Region labeling records:
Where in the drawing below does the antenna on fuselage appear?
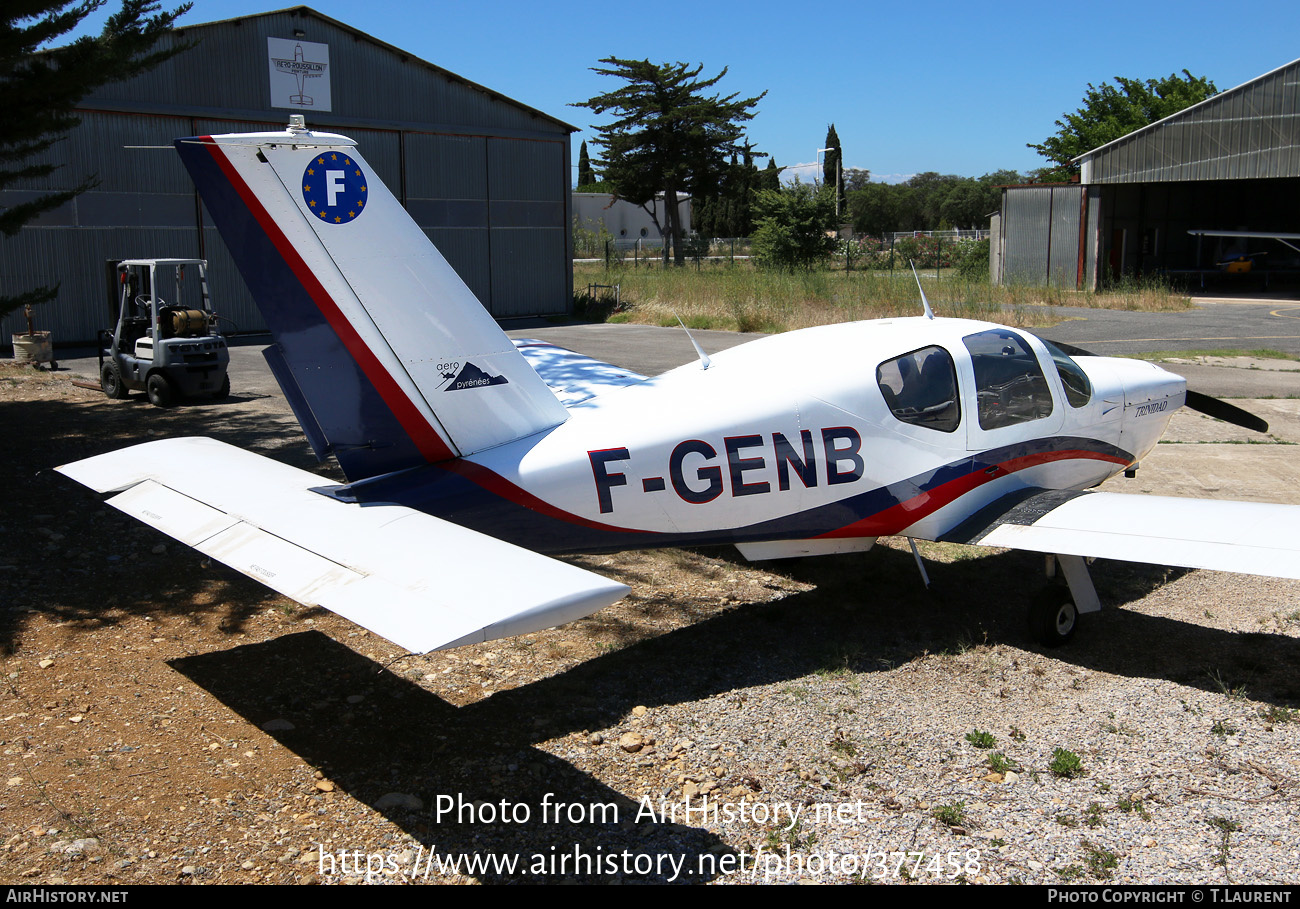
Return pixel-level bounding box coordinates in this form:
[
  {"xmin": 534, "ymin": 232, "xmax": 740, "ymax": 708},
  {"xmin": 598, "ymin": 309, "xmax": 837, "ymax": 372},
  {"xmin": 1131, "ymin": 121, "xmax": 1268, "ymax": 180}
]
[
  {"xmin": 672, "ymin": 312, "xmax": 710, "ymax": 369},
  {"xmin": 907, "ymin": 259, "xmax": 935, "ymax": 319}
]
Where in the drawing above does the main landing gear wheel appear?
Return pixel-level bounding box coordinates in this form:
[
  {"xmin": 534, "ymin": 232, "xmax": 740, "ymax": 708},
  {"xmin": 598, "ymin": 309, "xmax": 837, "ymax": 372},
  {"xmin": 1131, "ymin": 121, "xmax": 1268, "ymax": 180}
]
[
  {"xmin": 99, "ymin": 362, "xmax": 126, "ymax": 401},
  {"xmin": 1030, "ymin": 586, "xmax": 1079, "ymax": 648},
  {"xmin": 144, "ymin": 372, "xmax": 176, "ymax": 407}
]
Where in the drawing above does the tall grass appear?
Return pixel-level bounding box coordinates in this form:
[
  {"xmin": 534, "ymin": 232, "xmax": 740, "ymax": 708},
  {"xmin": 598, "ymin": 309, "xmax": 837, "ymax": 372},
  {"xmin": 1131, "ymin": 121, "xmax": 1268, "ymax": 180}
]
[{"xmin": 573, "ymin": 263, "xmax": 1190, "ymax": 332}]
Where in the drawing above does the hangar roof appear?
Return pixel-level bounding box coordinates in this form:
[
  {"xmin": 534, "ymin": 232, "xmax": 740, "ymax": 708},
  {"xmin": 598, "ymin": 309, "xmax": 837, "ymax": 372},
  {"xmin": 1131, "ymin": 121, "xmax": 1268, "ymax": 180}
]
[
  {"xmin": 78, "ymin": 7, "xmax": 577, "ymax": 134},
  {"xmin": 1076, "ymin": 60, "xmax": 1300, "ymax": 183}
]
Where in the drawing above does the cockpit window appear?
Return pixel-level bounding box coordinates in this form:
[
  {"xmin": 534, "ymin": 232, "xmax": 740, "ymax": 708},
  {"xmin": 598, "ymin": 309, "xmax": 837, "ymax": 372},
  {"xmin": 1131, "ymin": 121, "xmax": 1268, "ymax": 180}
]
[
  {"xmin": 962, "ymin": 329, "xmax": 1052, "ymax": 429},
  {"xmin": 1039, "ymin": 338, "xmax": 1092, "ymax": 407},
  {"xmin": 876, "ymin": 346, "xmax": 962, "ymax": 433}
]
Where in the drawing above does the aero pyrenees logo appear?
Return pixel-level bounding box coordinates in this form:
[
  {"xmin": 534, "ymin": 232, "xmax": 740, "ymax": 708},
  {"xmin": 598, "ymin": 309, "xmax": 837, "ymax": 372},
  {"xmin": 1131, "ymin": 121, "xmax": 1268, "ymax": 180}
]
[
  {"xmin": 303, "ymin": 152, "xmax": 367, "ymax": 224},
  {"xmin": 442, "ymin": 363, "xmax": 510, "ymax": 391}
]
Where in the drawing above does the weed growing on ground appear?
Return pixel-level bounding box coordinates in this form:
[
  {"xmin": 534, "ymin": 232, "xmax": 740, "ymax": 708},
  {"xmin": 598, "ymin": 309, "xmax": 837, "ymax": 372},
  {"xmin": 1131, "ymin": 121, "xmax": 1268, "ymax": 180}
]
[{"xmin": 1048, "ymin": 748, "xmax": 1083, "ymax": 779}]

Exercise brief
List every line in the region labeling records that contains the word "above". Matching is case-sensitive.

Exercise response
Where in the drawing above does the main landing gear wheel appear?
Where in the drawing above does the tall grass appear?
Where in the drawing above does the hangar roof appear?
Where in the drawing above does the cockpit window appear?
Where in the drawing above does the aero pyrenees logo appear?
Where in the drawing above does the weed growing on ground appear?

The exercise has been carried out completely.